#### Task to complete
Please gather each line in the records below that contains the word "above", and copy those lines out.

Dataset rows
— START —
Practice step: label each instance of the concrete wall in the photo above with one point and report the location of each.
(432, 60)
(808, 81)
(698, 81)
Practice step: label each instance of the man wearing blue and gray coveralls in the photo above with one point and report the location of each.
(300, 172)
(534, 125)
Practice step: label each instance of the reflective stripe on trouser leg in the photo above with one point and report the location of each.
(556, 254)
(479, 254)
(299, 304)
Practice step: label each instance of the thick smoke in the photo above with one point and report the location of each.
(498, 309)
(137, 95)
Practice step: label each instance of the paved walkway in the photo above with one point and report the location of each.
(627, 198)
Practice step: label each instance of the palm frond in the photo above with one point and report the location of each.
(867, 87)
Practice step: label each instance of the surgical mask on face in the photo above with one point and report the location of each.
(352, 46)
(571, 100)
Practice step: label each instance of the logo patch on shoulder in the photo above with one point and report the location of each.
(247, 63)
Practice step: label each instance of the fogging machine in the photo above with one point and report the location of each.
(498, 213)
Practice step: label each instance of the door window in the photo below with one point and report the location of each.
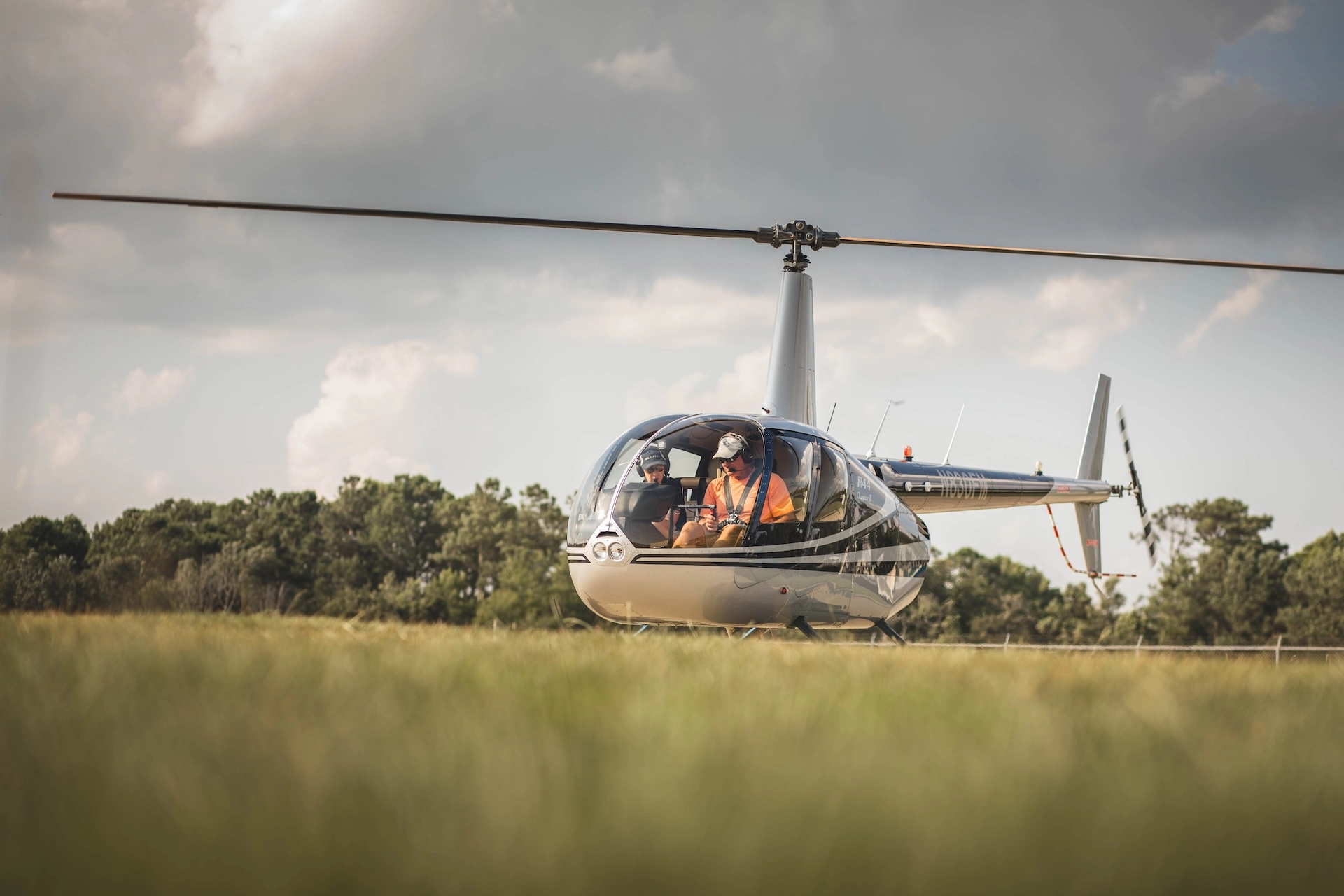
— END —
#### Output of the task
Practice step: label each instance of the concrete wall in the photo above with one point and report the location of each.
Practice step: label each instance of the man wearing blue and gray coveralls in the photo above with one point and report the location of each.
Practice step: label each instance of the reflective stripe on trouser leg in the photo above with one point and report the location of each.
Practice step: label each instance of the thick smoke in the photo above with one point and report the location of each.
Practice step: label each instance of the paved walkway in the photo above with one point and report the location of each.
Practice step: label each instance of the palm frond in the photo above with one point and report the location of each.
Practice step: label each instance of the surgical mask on face in the photo above with one point and report the location of each.
Practice step: label each instance of the logo patch on shoulder in the photo above with one point and report the location of each.
Practice step: label each instance of the fogging machine in the photo above with one point and report the location of each.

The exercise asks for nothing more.